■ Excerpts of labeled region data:
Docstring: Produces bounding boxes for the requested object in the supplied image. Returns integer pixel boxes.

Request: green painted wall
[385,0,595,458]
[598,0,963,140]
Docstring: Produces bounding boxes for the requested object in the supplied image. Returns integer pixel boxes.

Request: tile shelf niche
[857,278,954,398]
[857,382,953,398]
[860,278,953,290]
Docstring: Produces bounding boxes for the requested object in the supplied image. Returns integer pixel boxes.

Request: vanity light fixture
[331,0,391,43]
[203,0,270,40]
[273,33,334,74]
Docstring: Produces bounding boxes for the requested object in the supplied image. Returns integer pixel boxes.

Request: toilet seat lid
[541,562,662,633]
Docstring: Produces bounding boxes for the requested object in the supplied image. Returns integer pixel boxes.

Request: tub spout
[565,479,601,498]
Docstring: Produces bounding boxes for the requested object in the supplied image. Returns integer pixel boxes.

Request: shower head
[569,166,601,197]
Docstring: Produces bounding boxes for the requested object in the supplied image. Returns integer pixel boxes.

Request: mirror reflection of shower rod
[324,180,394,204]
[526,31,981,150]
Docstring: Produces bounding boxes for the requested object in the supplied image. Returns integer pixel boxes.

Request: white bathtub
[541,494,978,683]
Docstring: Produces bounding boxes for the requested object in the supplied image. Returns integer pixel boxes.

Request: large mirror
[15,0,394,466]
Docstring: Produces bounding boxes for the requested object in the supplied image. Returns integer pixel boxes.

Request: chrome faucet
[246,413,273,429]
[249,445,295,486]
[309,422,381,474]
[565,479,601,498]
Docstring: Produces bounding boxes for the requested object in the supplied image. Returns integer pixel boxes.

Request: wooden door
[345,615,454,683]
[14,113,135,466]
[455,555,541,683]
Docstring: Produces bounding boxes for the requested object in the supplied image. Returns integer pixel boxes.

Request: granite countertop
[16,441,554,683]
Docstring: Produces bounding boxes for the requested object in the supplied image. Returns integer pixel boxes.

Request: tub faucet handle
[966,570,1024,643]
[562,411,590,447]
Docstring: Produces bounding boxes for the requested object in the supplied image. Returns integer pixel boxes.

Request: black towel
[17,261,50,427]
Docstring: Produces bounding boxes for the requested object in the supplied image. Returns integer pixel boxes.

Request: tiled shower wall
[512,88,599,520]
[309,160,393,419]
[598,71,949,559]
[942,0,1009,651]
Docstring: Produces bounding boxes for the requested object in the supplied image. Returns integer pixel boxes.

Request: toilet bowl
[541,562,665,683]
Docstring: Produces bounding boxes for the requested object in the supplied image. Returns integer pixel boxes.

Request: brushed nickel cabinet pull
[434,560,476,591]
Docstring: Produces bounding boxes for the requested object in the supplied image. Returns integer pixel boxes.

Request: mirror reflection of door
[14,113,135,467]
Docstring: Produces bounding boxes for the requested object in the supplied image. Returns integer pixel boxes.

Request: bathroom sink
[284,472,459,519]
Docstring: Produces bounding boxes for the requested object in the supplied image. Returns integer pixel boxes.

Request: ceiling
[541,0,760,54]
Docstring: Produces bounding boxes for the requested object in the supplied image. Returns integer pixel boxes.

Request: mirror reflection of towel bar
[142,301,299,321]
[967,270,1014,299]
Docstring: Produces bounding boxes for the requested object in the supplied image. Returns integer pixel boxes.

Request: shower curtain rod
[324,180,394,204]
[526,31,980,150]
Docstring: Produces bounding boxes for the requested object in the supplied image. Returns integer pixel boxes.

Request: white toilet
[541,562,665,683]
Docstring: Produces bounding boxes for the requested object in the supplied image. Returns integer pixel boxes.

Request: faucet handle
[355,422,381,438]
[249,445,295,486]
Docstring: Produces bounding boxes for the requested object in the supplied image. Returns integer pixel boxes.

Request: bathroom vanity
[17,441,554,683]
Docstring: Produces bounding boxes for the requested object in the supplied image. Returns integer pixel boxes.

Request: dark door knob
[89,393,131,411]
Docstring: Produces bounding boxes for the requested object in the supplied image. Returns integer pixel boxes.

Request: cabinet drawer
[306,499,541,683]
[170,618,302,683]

■ TASK: Report how many lines in the rows above contain the string "reflection". Case counts, so give only the number.

■ SOLUTION TO THE PROBLEM: 3